§ TEXT

------------------------------

Last week I had one clinic day (Monday), followed by six days of painting and redecorating my private practice office. My daughter was also gone on a band trip during this time. So this week has been about transitioning back to my normal roles and routines. It was really hard, much harder than I expected. My brain was fragmented for several days.

Even more distressing was the fact that I felt really anxious and unsure of myself outside of work. This was particularly difficult socially, especially with my cyber friends. Cyber relationships do not have the same familiar codes and handshakes on which I gauge other social interactions. My cyber buddy, Greg Smith, wrote about the limitations that electronic communication put on his “Spidey Senses” in navigating his interactions with patients via Skype. He is an emergency department psychiatrist who practices telehealth in his job to provide consultation to patients who live far away from services. (As an aside, although my psychology practice is in Seattle, a “little big city”, the majority of my training was done in rural areas. Access to care is a major big deal.)

Earlier in the week, I found myself anxious that I’d written the wrong thing to one cyber friend or worrying that another cyber friend thought that I was a creepy stalker because a compliment I’d paid to her did not seem to go over in the way I had intended. I worried that I was being too flirtatious with cyber friends, male and female. I thought about what I might do to repair relationships that may have been damaged by my electronic awkwardness.

I have not felt that way for a VERY long time. What the heck is going on? I’ve had cyber buddies for awhile now and although I am sometimes frustrated by the limitations of this form of communication, there are benefits as well. When I write, I can communicate without interruption, for one. That is a major gift to me in this time of my life when some level of introspection is needed for health and healing. But I do miss the body language, tone of voice, or even hearing any of my cyber buddy voices. And I know in my own communications, the parts of me communicated beyond the words that I write or by my smile in the photos I post, are lost.

------------------------------

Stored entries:
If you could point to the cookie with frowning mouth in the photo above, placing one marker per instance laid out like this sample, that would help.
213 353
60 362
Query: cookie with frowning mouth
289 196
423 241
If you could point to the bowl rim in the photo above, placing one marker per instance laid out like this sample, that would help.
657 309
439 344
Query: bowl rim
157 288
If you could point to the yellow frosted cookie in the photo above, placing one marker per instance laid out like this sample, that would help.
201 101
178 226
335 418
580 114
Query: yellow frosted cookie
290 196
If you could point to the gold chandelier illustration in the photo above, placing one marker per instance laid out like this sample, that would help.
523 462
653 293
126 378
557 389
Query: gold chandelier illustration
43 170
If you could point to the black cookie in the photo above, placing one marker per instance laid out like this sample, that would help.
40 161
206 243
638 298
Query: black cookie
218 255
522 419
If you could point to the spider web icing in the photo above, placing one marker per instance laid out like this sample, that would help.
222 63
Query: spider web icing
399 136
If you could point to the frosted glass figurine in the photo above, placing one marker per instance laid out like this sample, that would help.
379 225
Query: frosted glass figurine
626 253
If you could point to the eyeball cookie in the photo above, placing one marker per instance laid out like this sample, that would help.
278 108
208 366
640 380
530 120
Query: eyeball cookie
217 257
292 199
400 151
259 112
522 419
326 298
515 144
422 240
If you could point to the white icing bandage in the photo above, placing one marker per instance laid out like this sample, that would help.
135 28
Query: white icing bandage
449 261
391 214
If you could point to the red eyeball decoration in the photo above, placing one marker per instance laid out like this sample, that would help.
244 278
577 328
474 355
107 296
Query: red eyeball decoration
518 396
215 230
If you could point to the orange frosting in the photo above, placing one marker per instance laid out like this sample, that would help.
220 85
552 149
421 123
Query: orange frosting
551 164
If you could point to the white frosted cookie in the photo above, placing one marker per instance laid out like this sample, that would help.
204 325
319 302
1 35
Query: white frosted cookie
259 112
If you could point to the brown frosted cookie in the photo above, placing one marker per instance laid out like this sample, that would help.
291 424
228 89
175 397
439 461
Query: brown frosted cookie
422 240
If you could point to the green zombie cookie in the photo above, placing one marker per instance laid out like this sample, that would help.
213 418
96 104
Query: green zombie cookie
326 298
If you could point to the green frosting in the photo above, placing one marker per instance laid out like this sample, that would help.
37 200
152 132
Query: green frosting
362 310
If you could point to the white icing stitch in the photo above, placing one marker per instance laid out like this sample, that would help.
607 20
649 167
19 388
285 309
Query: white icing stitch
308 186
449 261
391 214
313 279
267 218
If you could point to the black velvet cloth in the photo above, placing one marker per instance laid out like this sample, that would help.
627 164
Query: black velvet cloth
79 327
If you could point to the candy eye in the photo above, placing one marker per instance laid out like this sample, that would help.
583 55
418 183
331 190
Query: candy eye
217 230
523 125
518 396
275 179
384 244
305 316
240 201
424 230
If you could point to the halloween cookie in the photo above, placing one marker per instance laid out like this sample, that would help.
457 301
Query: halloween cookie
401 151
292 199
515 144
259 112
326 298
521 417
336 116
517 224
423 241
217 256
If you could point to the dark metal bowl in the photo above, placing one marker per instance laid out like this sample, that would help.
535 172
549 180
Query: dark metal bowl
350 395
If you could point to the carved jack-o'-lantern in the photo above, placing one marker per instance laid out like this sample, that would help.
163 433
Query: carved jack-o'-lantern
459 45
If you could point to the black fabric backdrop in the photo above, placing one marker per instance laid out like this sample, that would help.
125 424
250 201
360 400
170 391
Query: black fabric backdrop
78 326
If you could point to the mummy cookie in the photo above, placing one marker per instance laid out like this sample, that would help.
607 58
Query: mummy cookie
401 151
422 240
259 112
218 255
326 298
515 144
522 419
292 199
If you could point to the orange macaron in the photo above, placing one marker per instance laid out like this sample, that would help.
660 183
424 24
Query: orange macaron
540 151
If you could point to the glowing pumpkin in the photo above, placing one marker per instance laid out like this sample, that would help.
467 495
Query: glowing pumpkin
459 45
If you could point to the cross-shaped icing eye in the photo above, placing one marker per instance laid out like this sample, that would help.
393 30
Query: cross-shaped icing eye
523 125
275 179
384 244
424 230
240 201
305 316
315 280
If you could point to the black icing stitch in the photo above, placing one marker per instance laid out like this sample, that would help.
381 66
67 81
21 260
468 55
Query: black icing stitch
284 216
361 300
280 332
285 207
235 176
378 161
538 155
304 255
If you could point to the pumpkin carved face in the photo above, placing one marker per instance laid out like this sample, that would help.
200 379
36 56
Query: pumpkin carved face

------------------------------

§ PROBLEM TO SOLVE
What job does Greg Smith have, according to the post about cyber friendships? The material is separate from the post about cyber friendships.

§ ANSWER SPACE
He is an emergency department psychiatrist who uses telehealth to consult with patients who live far away from services.